→ TEXTABSCHNITT:
*-*-*

An der Aufregung über diese Zeilen lässt sich ermessen, welcher Tabubruch es ist, wenn ein Politiker aus der Phalanx derjenigen ausschert, die sagen, dass nie die Zuwanderer, sondern immer nur die Mehrheitsgesellschaft das Problem sei. Schon die Überschrift empfanden viele als Provokation. „Sprache, Arbeit und Gesetzestreue“, stand über dem Text. Das reichte, um Özdemir vorzuwerfen, er stelle sich nach rechts, wie es in einem Kommentar in der „taz“ anklagend hieß.

Ja, was denn sonst, möchte man rufen: Ist es etwa nicht wünschenswert, wenn die Leute, die dauerhaft bei uns leben wollen, die deutsche Sprache erlernen, einer geregelten Arbeit nachgehen und sich an die Gesetze halten? Aber so kann man das offenbar nur außerhalb der engen „taz“-Welt sehen.

Ich dachte, wir wären weiter. Ich ging davon aus, es gäbe inzwischen auch im linken Lager ein Problembewusstsein. Ich habe mich wohl getäuscht.

Bloß nicht genauer hinsehen, lautet die Devise, sonst hilft man den Falschen. Was nicht ins Weltbild passt, wird zum „Narrativ“ erklärt, also zur Fiktion. Die Offenheit von Leuten wie Özdemir bediene „rechte Narrative“, lautet ein gängiger Vorwurf. Wo alles zur Erzählung wird, löst sich die Wirklichkeit auf – was den Erzählfluss stört, lässt man einfach unter den Tisch fallen. Das ist ja der Vorteil der Fiktion, sie folgt dem Willen des Erzählers.

Das Verrückteste dabei ist: Die Leute, für die man sich in die Bresche wirft, haben es vor allem auf Menschen abgesehen, die im Zweifel grün wählen. Wen verachtet der syrische Scharia-Anhänger am meisten? Den katholischen Reaktionär, der findet, dass der eigentliche Platz einer Frau bei den Kindern sei? Eher nicht. Es ist kein Zufall, dass sich der Täter von Solingen ein Volksfest aussuchte, das als „Festival der Vielfalt“ beworben wurde. Nichts hassen islamistische Messermänner mehr als Vielfalt, also genau das, worauf man im rot-grünen Milieu so stolz ist.

*-*-*

→ EINTRÄGE:
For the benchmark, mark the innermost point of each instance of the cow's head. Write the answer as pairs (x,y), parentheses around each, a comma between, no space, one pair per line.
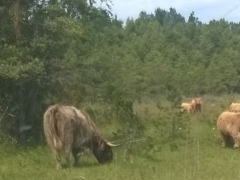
(102,151)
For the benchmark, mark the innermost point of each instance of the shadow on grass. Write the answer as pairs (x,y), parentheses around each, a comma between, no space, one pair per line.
(82,165)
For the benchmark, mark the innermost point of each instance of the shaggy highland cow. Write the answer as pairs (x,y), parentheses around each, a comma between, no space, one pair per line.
(71,130)
(228,125)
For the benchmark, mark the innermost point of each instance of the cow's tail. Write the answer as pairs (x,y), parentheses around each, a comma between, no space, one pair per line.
(51,128)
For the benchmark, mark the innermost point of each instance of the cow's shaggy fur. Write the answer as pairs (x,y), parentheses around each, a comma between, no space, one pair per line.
(228,125)
(71,130)
(186,107)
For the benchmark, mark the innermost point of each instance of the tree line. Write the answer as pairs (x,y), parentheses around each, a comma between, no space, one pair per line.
(74,52)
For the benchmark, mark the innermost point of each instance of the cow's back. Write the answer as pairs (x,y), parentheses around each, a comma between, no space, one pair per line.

*-*-*

Schreibe aus dem Textabschnitt die Stelle von „Ich dachte, wir“ bis „Willen des Erzählers.“ unverändert ab.

Ich dachte, wir wären weiter. Ich ging davon aus, es gäbe inzwischen auch im linken Lager ein Problembewusstsein. Ich habe mich wohl getäuscht.

Bloß nicht genauer hinsehen, lautet die Devise, sonst hilft man den Falschen. Was nicht ins Weltbild passt, wird zum „Narrativ“ erklärt, also zur Fiktion. Die Offenheit von Leuten wie Özdemir bediene „rechte Narrative“, lautet ein gängiger Vorwurf. Wo alles zur Erzählung wird, löst sich die Wirklichkeit auf – was den Erzählfluss stört, lässt man einfach unter den Tisch fallen. Das ist ja der Vorteil der Fiktion, sie folgt dem Willen des Erzählers.